** Begin Task input **

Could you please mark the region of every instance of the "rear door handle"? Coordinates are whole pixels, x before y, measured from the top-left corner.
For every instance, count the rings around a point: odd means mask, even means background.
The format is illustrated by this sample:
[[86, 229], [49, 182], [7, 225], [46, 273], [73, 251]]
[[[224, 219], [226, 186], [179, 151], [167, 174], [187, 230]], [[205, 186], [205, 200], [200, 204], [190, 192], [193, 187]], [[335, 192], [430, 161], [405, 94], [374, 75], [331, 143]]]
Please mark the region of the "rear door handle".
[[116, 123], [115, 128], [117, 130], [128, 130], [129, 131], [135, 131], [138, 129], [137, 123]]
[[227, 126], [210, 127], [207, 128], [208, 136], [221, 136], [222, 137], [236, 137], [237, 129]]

** End Task input **
** Begin Task input **

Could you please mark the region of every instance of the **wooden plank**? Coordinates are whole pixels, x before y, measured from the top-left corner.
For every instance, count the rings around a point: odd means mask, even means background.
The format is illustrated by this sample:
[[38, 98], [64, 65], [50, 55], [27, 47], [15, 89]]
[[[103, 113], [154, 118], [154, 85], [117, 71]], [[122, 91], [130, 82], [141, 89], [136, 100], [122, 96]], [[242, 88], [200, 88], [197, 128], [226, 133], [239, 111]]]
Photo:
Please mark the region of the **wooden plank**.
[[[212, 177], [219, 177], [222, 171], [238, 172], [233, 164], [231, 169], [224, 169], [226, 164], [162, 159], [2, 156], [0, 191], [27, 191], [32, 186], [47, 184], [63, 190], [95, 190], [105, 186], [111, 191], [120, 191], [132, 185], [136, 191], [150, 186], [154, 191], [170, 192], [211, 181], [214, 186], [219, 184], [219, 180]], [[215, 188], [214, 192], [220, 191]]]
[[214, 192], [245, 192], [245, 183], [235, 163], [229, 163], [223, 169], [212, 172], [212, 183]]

** End Task input **
** Begin Task input **

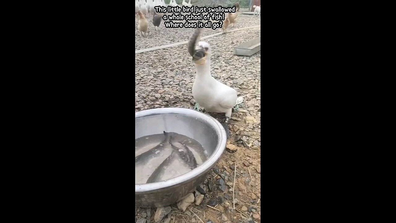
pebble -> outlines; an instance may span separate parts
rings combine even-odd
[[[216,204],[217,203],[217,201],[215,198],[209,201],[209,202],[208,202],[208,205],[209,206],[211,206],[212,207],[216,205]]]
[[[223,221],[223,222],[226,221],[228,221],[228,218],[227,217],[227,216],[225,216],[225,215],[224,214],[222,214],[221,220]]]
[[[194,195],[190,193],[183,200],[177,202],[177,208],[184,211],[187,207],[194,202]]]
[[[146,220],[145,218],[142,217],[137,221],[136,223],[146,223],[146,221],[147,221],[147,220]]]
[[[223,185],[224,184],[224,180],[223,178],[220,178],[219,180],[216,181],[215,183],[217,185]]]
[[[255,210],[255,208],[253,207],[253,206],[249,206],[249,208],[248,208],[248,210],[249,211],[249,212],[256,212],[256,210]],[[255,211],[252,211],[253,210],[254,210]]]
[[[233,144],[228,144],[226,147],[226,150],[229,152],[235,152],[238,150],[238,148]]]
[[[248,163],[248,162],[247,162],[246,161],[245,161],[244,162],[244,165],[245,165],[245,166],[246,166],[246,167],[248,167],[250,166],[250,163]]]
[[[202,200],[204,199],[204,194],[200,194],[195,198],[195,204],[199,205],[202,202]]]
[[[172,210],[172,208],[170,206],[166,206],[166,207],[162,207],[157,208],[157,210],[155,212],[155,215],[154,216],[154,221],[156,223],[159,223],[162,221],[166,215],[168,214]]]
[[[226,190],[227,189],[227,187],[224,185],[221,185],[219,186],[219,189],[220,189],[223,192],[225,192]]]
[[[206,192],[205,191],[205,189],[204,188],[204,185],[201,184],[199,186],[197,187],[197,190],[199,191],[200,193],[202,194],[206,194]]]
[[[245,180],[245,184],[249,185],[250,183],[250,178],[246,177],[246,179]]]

** End Task input **

Exercise instructions = Reproduce the listing lines word for word, beginning with the line that contains "the **wooden plank**?" and continuing through the line that contains "[[38, 98], [64, 65], [50, 55], [27, 47], [15, 89]]". Include both of those lines.

Answer for this exercise =
Could you please mark the region of every instance of the **wooden plank**? Coordinates are whole pixels, x before y, measured from the top-left corner.
For every instance, count the rings around a point: odd means mask, even means background.
The format is illustrated by this sample:
[[38, 98], [64, 65], [50, 55], [27, 47], [15, 89]]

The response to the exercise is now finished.